++++ Recorded data

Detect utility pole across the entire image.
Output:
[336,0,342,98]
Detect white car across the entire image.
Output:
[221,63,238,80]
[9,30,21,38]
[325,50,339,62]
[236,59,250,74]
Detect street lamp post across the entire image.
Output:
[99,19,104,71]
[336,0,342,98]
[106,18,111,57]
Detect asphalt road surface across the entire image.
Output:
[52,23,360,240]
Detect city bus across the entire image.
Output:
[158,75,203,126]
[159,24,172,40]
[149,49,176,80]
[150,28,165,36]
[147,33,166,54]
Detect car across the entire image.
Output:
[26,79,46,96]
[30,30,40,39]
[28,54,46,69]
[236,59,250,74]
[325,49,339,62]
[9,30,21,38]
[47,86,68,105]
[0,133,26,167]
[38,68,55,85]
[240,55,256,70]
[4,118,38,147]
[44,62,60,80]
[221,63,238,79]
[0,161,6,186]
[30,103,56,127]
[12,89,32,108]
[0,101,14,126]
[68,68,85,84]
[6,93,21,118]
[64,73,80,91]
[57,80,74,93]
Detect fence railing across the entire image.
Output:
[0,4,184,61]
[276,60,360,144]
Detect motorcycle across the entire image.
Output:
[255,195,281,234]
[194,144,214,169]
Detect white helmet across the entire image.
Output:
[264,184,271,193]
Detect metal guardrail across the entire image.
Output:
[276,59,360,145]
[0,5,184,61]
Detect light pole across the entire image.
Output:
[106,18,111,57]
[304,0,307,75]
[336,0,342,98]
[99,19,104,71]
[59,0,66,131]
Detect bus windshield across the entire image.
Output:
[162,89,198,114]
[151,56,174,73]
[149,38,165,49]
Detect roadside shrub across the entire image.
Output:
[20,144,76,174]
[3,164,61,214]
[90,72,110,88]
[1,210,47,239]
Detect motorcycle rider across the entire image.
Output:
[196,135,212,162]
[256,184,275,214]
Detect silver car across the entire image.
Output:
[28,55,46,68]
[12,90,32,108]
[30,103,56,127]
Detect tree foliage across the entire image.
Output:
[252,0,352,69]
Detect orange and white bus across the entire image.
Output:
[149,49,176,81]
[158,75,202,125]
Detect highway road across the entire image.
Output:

++++++++

▶ **Task to carry out**
Rewrite everything from the line containing "Detect tree foliage across the entire image." down to the end of the records, requests included. Scale every bounding-box coordinate in the answers by 0.2 and round to whole numbers, with halves rounded up.

▶ **Written answer**
Detect tree foliage across the entire image.
Output:
[50,0,70,14]
Detect orange and white bus across the entire image.
Output:
[30,10,35,16]
[32,15,40,25]
Detect highway road across the entire image.
Output:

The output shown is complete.